INFORMATION PROVIDED:
+---+
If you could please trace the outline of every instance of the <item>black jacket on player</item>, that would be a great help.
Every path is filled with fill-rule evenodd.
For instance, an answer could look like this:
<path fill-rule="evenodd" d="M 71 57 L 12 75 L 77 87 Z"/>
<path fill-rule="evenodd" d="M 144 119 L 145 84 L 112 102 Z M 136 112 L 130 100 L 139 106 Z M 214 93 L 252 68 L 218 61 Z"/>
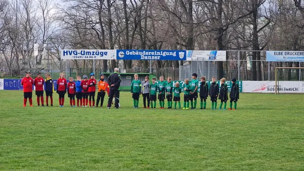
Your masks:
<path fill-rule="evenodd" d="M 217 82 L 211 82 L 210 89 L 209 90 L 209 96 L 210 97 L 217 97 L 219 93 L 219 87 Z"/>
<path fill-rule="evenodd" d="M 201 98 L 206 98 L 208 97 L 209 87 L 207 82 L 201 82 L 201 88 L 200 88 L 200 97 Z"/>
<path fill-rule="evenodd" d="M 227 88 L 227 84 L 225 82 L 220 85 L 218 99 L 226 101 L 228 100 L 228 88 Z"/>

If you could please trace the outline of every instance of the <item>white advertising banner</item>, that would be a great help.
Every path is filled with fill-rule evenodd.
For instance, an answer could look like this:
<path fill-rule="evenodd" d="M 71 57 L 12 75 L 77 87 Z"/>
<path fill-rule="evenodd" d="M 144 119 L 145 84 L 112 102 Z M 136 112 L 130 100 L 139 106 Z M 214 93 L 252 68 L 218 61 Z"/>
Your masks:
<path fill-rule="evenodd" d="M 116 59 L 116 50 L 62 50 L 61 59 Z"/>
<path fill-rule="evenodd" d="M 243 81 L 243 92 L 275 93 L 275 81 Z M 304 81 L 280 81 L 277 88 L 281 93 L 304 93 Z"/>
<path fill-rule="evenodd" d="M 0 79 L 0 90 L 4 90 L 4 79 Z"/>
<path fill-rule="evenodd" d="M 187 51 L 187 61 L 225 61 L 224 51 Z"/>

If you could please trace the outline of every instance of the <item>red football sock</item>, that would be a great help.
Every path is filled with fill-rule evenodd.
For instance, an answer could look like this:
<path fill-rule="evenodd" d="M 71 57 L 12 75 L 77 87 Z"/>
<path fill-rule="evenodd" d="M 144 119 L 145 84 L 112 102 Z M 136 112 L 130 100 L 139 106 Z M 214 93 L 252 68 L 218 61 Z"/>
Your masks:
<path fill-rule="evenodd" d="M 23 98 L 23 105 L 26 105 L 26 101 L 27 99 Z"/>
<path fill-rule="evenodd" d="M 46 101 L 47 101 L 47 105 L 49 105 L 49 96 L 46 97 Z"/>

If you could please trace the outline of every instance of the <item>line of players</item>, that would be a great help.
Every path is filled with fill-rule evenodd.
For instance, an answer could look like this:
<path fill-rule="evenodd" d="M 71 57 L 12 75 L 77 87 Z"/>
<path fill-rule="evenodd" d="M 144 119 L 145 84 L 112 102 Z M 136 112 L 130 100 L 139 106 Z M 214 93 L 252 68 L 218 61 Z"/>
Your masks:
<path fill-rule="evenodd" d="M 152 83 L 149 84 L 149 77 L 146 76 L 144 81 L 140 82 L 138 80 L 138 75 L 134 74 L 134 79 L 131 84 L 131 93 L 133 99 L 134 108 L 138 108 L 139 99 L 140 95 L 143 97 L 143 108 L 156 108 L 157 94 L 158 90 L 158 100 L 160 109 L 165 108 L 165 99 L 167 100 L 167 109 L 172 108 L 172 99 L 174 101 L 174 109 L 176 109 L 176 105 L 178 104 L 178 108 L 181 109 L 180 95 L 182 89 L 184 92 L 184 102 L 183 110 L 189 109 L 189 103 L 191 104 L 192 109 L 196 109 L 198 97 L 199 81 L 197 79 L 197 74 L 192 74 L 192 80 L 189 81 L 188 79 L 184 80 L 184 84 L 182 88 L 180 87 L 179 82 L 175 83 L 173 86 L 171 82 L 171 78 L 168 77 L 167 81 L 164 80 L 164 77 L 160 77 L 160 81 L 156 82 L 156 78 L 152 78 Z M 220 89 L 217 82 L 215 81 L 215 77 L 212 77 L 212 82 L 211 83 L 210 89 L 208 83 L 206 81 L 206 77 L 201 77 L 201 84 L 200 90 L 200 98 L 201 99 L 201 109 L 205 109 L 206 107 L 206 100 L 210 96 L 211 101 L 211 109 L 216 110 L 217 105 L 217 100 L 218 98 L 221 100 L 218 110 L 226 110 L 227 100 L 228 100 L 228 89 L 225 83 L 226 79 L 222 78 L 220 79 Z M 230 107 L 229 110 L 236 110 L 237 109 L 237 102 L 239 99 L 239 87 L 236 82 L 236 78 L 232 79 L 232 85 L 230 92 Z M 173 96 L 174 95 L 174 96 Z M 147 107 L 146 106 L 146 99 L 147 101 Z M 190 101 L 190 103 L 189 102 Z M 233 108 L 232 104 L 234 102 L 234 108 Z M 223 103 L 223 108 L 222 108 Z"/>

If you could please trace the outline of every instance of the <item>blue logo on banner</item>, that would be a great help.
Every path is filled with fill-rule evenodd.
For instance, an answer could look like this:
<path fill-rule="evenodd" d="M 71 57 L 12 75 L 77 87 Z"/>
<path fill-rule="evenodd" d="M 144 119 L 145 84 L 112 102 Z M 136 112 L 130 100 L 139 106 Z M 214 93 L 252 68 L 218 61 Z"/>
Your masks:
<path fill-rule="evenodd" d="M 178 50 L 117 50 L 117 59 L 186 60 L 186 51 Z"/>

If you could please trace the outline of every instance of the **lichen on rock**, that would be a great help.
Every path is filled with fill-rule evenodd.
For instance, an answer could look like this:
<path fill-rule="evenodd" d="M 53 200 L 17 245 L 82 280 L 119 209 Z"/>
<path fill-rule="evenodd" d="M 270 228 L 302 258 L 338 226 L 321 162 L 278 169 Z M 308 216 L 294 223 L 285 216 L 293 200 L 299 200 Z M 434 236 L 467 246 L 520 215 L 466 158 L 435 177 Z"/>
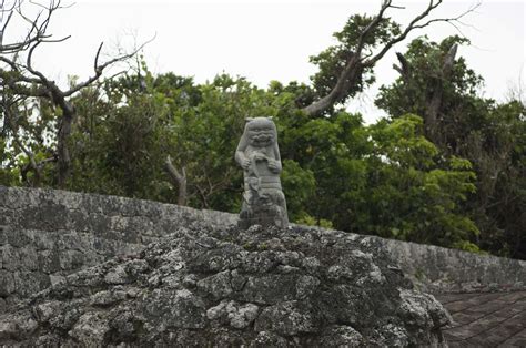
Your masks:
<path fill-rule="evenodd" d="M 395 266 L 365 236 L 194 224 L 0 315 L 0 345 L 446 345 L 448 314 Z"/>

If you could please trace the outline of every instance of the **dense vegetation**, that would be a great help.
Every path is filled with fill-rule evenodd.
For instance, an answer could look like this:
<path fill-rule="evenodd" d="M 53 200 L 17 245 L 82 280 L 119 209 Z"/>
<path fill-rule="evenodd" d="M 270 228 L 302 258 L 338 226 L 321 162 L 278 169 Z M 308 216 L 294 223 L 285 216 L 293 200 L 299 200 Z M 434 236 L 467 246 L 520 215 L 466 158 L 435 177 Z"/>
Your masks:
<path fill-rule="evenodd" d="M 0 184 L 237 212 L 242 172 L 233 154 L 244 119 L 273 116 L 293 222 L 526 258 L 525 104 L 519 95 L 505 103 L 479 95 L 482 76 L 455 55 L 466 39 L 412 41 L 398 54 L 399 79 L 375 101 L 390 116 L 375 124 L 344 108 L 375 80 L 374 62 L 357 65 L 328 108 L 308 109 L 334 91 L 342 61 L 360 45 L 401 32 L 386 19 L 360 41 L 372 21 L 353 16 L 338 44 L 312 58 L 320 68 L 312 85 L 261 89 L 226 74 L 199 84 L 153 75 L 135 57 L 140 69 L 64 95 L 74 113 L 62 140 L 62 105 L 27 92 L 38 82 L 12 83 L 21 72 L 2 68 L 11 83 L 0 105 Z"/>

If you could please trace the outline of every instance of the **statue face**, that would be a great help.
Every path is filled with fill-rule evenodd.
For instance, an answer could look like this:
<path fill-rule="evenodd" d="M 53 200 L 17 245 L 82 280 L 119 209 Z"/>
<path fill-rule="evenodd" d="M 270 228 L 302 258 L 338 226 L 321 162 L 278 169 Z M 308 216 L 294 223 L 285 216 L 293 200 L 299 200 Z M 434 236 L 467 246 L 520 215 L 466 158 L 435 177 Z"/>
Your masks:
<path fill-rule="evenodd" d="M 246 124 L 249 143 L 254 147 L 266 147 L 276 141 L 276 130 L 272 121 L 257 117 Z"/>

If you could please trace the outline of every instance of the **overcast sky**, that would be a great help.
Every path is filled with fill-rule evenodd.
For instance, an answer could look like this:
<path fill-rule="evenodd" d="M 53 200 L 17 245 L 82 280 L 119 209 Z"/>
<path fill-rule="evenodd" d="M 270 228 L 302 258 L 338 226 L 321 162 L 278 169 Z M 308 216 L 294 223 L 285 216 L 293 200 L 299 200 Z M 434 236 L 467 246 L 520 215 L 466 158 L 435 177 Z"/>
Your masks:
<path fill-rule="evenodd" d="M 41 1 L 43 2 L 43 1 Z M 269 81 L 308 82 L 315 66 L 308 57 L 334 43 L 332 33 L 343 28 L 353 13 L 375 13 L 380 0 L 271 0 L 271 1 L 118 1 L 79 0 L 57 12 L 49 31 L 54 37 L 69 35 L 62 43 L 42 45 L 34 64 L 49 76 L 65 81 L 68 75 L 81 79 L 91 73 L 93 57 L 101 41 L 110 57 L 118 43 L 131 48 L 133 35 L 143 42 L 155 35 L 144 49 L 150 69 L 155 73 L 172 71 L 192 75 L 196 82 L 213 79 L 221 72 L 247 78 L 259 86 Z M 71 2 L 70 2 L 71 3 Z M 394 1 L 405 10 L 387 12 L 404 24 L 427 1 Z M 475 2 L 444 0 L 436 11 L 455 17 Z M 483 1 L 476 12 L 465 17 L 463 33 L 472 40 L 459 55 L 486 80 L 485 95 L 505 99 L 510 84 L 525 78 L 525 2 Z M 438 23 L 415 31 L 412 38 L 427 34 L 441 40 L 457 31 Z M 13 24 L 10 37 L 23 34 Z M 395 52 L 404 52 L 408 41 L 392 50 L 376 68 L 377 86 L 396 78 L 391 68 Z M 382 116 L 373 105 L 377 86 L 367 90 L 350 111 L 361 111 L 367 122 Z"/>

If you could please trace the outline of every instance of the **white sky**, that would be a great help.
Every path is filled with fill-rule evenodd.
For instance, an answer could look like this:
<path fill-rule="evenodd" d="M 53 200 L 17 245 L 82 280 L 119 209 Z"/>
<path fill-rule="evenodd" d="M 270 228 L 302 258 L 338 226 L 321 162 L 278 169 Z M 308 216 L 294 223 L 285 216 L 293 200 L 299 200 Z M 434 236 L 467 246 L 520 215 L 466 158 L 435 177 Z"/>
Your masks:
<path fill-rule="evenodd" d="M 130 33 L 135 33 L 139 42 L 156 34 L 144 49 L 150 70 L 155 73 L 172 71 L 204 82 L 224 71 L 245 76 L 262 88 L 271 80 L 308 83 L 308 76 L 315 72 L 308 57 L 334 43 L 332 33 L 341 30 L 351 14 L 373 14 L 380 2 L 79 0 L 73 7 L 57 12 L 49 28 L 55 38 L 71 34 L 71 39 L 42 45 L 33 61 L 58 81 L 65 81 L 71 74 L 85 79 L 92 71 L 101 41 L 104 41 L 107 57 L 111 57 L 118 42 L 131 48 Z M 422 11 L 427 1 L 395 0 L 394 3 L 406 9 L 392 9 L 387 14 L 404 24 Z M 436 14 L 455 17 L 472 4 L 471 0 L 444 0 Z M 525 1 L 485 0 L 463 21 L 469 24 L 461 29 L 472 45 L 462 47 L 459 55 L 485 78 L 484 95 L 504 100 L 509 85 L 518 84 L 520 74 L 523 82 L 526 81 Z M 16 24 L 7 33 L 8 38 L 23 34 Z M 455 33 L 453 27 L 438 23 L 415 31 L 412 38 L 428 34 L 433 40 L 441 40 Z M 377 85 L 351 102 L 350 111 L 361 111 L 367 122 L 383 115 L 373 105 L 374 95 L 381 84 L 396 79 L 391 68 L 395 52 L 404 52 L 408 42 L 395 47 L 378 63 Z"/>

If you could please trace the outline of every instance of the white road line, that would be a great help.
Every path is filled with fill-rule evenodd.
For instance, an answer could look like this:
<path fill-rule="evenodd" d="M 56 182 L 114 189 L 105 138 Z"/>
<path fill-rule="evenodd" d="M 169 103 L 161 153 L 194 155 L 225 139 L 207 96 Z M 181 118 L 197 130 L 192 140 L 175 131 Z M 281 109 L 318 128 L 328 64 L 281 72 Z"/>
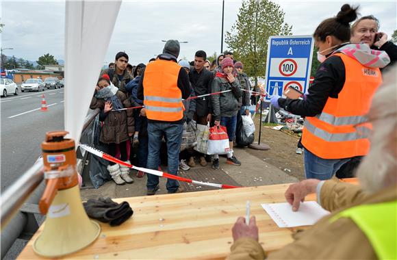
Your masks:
+---+
TASK OBJECTIVE: Reproduce verbatim the part of the material that opens with the line containing "line, that would be a great help." and runs through the end of the material, leaving out the pictures.

SOLVED EXERCISE:
If you could please trace the outline of every instance of the white road line, that would be a great help.
Every path is filled with fill-rule evenodd.
For instance, an answer could look like this:
<path fill-rule="evenodd" d="M 56 182 L 114 189 L 105 138 Z"/>
<path fill-rule="evenodd" d="M 169 103 L 161 153 L 194 155 L 225 139 L 207 96 Z M 181 118 L 197 130 L 192 140 L 175 131 Z M 281 109 L 318 128 L 328 64 L 281 72 Z"/>
Your masks:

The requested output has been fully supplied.